# WHAT IS REQUIRED:
Locate the string "cliff" in the listing below. Copy every line where it is found.
'''
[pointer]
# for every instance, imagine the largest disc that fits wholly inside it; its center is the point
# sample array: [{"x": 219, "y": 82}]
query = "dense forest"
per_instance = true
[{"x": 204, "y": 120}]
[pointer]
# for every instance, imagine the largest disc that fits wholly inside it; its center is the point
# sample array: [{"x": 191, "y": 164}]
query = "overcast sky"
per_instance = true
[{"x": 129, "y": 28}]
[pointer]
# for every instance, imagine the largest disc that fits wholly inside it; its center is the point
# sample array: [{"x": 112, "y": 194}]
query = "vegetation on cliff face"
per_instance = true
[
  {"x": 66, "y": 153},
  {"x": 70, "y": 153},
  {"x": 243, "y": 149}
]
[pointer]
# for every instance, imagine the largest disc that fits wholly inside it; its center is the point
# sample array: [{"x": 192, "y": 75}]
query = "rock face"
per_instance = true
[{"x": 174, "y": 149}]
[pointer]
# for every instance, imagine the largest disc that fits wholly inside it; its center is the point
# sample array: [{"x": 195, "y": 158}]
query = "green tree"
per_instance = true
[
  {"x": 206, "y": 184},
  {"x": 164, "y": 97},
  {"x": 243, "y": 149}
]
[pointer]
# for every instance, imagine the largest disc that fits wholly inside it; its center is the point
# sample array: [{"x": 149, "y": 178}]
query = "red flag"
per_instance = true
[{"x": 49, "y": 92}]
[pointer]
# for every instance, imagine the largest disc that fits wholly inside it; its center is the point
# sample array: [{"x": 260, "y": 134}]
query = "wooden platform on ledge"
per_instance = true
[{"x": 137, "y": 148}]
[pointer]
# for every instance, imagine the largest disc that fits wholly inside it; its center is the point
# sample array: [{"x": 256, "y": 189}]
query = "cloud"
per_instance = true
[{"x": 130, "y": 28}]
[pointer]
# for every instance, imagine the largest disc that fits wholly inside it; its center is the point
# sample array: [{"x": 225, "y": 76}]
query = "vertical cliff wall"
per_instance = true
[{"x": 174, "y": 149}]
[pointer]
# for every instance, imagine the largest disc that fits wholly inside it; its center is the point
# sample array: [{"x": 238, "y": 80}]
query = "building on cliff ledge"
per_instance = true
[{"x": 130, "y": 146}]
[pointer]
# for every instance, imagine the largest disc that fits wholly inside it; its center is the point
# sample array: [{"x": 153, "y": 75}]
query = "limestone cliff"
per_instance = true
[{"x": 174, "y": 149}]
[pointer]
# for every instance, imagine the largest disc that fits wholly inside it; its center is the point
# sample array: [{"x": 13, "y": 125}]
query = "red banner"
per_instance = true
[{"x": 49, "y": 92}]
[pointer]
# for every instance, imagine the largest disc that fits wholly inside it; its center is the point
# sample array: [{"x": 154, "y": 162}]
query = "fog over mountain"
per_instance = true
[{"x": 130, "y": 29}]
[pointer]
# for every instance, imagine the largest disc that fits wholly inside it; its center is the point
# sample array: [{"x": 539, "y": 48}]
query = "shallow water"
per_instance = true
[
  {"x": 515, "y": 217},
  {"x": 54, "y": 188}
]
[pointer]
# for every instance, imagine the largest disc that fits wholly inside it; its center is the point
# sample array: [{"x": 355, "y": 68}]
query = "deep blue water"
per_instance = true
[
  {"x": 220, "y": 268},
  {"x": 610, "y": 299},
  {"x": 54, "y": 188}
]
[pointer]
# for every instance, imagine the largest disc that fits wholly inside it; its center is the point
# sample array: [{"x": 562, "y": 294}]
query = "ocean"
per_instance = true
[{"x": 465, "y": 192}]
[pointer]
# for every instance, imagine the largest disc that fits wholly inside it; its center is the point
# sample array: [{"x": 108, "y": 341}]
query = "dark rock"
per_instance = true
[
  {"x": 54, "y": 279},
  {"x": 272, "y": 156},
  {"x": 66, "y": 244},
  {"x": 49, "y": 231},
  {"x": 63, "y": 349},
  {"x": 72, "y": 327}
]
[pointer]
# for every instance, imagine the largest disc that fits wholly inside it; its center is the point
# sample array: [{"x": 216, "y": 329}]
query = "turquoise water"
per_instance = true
'''
# EXERCISE OUTPUT:
query = "vegetation on cliff face"
query = "vertical cliff wall"
query = "building on cliff ledge"
query = "limestone cliff"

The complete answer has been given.